-------- Given information --------
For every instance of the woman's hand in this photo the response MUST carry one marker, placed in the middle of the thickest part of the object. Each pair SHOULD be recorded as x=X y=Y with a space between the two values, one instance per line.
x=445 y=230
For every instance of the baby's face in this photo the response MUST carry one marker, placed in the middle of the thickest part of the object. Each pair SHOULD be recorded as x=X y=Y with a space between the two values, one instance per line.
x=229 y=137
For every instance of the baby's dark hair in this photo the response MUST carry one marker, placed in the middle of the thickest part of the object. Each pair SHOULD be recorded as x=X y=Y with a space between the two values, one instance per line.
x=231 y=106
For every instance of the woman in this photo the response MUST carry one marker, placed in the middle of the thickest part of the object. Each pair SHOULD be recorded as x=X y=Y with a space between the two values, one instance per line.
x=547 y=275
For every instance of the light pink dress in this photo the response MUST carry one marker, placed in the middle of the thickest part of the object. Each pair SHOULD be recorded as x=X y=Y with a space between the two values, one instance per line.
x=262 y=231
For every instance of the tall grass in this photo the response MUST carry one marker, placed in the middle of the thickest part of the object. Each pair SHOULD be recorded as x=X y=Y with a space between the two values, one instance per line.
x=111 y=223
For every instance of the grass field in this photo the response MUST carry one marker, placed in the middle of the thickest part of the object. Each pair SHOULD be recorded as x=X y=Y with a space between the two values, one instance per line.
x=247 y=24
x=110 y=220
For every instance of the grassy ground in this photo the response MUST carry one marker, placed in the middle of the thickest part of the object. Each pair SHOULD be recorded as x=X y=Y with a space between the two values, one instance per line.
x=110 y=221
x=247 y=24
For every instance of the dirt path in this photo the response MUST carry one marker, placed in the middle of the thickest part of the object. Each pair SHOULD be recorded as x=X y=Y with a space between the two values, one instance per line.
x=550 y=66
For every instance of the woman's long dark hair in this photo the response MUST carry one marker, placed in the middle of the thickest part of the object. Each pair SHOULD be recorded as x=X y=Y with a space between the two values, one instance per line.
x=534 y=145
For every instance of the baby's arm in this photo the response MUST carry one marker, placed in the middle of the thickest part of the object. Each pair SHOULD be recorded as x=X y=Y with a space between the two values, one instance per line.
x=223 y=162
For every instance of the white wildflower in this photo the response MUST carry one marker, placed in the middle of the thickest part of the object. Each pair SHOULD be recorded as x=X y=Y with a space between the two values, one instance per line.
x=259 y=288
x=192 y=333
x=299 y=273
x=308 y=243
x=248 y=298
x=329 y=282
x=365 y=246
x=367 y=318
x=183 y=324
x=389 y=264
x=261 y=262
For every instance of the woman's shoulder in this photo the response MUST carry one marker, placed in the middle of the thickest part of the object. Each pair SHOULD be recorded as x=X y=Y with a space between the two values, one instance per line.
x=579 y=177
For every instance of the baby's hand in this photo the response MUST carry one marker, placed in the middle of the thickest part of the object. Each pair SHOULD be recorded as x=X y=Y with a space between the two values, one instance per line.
--------
- **Exercise task**
Copy the lines starting at the one containing "For every instance of the woman in" and ending at the one containing "x=547 y=275", both included, reproducing each line without change.

- **Solution for this task**
For every instance of the woman in this photo the response MUST carry one marker, placed in the middle of the thickest part of the object. Each pair SHOULD be recorded as x=X y=Y with a space between the two values, one instance per line.
x=547 y=275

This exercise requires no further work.